## Teks Bacaan
# # # # # # #

Opini

Lebaran yang 'Fithri'

Sel, 4 Juni 2019 | 11:00 WIB

Lebaran yang 'Fithri'

Ketupat Lebaran (Adobe Stock)

Kuatnya upaya menyambung silaturrahim di momen Idul Fitri turut menciptakan tradisi mudik atau pulang kampung menjelang lebaran tiba. Berkumpul bersama keluarga, saudara, dan handai taulan di kampung kelahiran. Bahkan yang belum sempat pulang kampung menjelang lebaran karena tidak mendapatkan tiket mudik maupun masih harus bertugas di kota, mereka melakukannya pasca-lebaran.

Berbagai kuliner dan makan khas juga dikreasikan masyarakat Muslim Indonesia untuk menyambut datangnya hari raya Idul Fitri. Opor ayam, kupat (ketupat), kue lepat, dan makanan-makanan khas lainnya. Makanan khas tersebut juga bukan hanya sebatas makanan, tetapi mempunyai filosofi dan makna yang sangat dalam.

Seperti kupat yang mempunyai kepanjangan ngaku lepat. Bahasa Jawa tersebut mempunyai arti mengaku salah. Mengakui segenap kekhilafan, dosa, dan kesalahan merupakan hakikat kembali pada kesucian sesuai esensi Idul Fitri. Sebab itu, meminta maaf dan memberi maaf harus menjadi kesadaran bersama untuk memaknai hakikat Idul Fitri dalam arti yang sebenar-benarnya.

Dalam budaya umat Islam di Indonesia, Idul Fitri ini menyatukan berbagai unsur, yakni nilai-nilai agama, penguatan identitas bangsa, penumbuhan tradisi dan budaya positif melalui silaturrahim, serta peneguhan cinta tanah air yang diejawantahkan melalui tradisi mudik atau pulang kampung.

# # # # # # #

(Item Tersimpan dari Sebuah Koleksi)
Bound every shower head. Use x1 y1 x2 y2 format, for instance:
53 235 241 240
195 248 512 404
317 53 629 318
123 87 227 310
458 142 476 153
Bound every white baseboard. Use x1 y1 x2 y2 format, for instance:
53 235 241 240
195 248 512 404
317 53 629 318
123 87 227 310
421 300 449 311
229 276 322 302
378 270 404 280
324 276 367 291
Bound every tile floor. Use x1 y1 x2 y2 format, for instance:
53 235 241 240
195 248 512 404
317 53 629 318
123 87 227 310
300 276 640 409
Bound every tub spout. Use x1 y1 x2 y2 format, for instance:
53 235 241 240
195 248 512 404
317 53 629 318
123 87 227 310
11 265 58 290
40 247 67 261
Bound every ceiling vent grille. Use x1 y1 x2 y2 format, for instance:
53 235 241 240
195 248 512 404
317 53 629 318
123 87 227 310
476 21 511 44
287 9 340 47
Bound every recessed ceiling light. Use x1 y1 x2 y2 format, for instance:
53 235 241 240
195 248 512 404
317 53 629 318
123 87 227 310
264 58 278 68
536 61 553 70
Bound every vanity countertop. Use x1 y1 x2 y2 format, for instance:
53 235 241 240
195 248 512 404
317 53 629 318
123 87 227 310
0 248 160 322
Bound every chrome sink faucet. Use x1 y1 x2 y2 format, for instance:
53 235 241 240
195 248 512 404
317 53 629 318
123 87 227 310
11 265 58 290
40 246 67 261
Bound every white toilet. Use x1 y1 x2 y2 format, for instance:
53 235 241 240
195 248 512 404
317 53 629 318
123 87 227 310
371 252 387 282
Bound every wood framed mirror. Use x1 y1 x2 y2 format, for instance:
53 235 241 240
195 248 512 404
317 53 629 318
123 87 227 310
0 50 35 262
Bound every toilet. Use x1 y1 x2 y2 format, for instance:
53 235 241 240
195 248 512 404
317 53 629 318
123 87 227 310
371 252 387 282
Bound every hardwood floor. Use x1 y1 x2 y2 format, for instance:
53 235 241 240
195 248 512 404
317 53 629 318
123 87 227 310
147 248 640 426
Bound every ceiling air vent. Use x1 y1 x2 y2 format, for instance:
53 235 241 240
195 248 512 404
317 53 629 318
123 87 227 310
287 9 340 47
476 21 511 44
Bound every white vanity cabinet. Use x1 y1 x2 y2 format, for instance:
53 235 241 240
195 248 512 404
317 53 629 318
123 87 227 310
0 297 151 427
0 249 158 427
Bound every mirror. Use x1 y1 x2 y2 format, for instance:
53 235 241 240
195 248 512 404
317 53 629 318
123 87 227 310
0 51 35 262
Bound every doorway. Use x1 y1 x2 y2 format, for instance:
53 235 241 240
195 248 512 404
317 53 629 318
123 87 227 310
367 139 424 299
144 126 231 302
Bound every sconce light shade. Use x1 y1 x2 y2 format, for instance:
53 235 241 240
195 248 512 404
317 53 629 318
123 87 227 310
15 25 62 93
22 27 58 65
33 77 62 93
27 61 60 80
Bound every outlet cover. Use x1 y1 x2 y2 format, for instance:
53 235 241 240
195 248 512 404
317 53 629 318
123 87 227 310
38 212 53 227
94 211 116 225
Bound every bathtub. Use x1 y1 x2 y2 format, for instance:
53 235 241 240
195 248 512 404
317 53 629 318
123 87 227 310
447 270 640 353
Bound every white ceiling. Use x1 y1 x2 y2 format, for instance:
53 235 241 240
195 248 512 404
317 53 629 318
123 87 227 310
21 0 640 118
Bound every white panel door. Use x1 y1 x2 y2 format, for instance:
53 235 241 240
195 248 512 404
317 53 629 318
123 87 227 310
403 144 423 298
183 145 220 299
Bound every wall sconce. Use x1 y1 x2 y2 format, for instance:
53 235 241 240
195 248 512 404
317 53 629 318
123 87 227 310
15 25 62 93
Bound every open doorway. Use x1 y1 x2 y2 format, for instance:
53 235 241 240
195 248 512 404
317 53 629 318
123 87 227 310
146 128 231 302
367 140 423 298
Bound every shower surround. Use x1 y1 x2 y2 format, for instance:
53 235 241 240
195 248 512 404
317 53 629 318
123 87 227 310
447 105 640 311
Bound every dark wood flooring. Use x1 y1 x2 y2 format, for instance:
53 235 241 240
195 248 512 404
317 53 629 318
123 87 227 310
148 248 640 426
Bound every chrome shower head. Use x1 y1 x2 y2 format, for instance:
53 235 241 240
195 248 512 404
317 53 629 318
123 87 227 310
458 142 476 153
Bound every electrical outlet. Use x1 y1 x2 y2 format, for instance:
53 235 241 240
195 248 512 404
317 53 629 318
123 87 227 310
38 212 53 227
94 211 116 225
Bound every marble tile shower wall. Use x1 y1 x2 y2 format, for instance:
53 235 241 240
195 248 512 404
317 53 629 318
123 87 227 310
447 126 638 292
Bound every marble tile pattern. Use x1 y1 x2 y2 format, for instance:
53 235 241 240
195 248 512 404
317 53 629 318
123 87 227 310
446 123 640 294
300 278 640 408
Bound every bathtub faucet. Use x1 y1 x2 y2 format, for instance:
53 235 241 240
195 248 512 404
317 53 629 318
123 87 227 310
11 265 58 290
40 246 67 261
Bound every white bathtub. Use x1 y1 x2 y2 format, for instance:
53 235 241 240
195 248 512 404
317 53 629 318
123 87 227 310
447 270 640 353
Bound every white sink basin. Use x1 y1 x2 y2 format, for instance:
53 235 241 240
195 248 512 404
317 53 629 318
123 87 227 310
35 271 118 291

# # # # # # #

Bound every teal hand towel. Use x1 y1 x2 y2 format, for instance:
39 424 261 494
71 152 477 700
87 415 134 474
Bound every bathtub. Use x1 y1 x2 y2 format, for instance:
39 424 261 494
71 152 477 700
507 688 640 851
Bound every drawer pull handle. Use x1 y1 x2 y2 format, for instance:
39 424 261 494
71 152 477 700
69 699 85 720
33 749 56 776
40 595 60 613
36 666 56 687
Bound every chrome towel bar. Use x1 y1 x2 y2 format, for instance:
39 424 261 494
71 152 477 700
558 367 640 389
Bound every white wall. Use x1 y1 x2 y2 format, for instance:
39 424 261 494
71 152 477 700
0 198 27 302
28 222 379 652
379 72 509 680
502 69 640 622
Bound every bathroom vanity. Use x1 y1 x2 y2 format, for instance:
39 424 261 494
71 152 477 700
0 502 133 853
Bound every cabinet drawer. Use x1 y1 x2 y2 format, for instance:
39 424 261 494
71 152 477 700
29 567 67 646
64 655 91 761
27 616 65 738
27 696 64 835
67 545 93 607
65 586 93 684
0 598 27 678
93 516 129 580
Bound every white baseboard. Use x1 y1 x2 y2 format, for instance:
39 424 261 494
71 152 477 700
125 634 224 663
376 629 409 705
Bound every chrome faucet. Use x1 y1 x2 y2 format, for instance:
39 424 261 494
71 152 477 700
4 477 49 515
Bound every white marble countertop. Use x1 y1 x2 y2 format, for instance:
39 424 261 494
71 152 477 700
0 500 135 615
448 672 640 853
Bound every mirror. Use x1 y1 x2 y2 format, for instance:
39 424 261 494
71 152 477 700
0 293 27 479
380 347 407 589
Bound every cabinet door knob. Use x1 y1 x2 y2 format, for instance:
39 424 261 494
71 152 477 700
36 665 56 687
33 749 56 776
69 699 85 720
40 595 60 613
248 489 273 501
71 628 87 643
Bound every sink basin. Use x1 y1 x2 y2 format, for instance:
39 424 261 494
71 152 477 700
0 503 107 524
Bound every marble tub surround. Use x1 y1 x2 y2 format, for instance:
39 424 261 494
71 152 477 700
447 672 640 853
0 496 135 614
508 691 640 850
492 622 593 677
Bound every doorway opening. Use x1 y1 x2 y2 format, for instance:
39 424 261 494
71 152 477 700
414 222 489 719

# # # # # # #

## Tugas Anda
Ubahlah bagian teks tentang Lebaran yang dimulai pada kata-kata yang memuat "Kuatnya upaya menyambung" dan berhenti setelah "mereka melakukannya pasca-lebaran.". Tuliskan bagian itu kembali dengan "handai taulan" diganti menjadi "sahabat karib".

## Jawaban Tugas
Kuatnya upaya menyambung silaturrahim di momen Idul Fitri turut menciptakan tradisi mudik atau pulang kampung menjelang lebaran tiba. Berkumpul bersama keluarga, saudara, dan sahabat karib di kampung kelahiran. Bahkan yang belum sempat pulang kampung menjelang lebaran karena tidak mendapatkan tiket mudik maupun masih harus bertugas di kota, mereka melakukannya pasca-lebaran.